**THE EXERCISE**
Output only the lines from the one holding "In this exercise you will indicate the dark" to the end of the data below, please, copied exactly.

[Items from a data source]
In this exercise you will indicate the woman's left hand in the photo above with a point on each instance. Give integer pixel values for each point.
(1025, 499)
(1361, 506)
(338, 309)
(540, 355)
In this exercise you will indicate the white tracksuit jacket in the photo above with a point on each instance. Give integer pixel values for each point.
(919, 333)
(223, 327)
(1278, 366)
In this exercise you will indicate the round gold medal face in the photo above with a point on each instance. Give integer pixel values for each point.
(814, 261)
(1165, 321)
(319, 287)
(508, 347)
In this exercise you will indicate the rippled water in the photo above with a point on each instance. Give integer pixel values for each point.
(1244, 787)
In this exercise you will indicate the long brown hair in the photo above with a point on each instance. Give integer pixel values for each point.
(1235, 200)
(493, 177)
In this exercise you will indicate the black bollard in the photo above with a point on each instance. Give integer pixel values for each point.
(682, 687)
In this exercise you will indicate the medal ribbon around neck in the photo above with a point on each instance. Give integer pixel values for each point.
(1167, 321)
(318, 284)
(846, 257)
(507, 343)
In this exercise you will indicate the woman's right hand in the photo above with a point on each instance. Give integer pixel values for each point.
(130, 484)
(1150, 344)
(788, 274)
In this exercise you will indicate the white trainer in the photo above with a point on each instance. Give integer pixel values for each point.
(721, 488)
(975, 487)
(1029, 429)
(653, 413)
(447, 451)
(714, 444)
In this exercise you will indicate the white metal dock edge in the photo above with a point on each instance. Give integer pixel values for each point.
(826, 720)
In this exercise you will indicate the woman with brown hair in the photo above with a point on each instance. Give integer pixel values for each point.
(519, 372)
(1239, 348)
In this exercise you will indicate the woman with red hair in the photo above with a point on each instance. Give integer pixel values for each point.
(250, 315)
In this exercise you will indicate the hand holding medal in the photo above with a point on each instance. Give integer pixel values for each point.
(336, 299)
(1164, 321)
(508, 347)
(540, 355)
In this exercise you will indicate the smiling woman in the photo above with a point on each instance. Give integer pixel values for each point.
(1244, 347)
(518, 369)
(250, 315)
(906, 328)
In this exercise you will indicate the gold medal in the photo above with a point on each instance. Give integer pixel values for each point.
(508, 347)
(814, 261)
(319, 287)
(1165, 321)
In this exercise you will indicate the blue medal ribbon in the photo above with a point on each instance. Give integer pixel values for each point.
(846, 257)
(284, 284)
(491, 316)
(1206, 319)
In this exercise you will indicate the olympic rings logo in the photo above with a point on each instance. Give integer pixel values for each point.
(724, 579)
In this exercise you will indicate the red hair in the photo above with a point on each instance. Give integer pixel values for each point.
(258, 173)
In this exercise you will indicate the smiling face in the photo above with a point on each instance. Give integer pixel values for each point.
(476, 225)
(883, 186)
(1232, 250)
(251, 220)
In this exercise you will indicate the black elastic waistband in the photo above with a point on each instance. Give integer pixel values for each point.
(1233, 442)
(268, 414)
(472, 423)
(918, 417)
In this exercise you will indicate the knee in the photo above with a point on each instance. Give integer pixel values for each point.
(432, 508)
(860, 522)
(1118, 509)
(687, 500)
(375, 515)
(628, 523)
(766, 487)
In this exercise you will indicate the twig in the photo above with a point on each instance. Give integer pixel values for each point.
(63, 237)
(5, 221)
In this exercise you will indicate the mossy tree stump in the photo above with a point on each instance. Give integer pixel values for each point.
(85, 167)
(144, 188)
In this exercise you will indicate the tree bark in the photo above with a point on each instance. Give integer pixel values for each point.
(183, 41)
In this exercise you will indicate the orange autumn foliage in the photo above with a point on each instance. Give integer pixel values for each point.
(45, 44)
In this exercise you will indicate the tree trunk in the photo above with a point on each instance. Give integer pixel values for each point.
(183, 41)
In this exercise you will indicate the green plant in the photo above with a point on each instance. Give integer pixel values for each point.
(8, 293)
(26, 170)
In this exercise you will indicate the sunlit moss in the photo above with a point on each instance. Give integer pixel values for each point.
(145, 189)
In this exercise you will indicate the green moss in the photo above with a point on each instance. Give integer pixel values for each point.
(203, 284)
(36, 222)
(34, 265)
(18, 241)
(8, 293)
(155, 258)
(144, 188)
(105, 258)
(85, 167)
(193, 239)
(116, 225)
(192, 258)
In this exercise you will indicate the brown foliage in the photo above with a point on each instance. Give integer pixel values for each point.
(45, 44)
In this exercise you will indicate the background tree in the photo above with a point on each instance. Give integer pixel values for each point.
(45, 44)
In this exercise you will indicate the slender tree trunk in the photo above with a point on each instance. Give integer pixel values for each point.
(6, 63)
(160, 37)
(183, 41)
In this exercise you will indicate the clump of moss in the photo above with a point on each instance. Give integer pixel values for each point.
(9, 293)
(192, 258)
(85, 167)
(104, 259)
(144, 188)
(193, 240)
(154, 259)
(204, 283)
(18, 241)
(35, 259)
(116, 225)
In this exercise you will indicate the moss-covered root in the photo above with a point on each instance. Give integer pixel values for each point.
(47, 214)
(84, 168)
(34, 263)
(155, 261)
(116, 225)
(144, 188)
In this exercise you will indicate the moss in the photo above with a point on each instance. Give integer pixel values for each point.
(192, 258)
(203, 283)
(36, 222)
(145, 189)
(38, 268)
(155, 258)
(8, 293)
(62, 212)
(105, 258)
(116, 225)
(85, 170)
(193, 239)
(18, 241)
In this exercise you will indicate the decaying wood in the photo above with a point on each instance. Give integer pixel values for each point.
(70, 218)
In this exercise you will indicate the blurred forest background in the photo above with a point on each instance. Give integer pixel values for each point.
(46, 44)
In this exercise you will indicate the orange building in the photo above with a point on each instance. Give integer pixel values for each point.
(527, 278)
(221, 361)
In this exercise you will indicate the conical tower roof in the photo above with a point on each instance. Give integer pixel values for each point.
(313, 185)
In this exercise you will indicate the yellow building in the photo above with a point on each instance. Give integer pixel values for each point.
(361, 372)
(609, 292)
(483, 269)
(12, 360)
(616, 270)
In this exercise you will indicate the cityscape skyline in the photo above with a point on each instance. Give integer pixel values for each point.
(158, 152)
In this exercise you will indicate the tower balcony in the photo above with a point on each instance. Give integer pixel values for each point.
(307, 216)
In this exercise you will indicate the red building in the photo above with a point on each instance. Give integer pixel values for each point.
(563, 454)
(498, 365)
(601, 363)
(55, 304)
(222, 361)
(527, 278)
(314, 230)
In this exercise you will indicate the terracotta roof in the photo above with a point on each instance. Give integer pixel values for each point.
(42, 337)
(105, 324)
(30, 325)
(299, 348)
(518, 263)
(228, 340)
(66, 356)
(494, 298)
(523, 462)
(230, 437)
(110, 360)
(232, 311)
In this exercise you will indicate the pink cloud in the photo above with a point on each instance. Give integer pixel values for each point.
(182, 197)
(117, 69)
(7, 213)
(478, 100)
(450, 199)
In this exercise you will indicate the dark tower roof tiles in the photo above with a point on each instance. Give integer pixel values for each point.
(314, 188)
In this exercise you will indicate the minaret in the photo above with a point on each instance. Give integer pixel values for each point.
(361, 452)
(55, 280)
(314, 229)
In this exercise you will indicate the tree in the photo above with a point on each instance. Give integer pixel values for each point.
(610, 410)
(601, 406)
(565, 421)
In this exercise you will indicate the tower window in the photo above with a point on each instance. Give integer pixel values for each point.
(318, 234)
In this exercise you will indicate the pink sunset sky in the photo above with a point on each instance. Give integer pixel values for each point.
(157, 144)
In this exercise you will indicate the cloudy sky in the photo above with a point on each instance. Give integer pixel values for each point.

**RESULT**
In this exercise you will indicate the dark tower roof tiles in the photo above with a point on each instance. Give integer pixel values for each point.
(314, 188)
In this exercise you will indicate the minaret in the photo above with a point on each instance. Give integer pixel values for each point.
(361, 452)
(55, 280)
(314, 229)
In this exercise you will indicate the tree in the photo above with a point on each instance. Give integer pixel values for each point.
(610, 410)
(601, 406)
(565, 421)
In this exercise you will indicate the tower window in the photo above with a point on each instance. Give integer pixel values for each point.
(318, 234)
In this exercise you will indicate the pink sunset sky in the photo above with a point on each instance. Give integer pixel values for each point.
(157, 144)
In this exercise you will indicate the cloudy sky in the photo above with a point on each instance. Give integer pixel values for each point.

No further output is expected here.